The data below:

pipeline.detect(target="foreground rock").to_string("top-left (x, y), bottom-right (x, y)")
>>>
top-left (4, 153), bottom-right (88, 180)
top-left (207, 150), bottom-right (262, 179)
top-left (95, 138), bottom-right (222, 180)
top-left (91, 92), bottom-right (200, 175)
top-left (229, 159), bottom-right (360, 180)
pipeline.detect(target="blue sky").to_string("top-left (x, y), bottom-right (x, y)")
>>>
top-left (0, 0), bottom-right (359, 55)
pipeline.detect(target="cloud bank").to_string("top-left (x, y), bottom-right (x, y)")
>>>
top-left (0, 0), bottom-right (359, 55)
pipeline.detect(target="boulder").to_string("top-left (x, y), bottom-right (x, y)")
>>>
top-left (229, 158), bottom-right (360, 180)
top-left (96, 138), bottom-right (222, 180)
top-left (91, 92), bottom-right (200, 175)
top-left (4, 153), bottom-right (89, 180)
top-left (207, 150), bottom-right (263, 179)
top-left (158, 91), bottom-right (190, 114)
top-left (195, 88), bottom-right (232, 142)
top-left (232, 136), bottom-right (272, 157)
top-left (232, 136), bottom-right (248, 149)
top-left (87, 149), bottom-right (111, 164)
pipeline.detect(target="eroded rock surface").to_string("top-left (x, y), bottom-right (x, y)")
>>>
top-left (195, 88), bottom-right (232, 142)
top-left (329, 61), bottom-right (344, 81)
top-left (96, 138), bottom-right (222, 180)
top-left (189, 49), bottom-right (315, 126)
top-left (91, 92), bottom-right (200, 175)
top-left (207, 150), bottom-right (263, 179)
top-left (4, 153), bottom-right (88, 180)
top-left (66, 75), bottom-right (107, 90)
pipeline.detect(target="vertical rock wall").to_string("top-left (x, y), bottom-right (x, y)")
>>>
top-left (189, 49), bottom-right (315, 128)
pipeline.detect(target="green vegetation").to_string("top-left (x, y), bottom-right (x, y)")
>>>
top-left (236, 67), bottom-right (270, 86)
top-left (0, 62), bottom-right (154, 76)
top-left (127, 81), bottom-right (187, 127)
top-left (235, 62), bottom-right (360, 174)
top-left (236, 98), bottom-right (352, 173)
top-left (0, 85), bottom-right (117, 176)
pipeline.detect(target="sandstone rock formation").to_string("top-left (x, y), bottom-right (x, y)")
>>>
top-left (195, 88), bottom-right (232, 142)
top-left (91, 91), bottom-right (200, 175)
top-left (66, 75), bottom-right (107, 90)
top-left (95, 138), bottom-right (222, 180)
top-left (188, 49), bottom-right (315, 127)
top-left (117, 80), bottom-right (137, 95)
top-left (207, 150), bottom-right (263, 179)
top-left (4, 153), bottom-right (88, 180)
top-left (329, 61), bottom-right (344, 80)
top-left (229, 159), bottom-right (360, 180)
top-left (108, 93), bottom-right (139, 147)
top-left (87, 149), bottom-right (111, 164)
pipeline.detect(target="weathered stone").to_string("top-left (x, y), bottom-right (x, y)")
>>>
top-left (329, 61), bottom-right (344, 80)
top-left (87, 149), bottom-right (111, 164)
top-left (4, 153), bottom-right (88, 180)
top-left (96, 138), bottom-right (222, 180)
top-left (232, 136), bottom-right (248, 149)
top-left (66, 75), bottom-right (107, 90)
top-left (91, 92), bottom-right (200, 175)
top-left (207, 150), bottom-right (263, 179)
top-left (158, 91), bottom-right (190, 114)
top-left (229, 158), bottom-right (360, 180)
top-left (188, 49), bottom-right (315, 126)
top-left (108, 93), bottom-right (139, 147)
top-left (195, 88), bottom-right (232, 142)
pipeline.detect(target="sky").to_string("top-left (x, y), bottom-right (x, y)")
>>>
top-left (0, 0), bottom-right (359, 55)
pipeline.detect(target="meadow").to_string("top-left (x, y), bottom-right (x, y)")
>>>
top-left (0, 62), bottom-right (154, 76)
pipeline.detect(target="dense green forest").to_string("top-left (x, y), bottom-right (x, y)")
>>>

End of The data.

Lines holding "green": copy each one from the records above.

_Solved exercise_:
pipeline.detect(target="green vegetation").to_string("top-left (x, y), bottom-right (x, y)")
pipeline.detect(target="dense green forest").to_string("top-left (x, y), bottom-right (x, y)")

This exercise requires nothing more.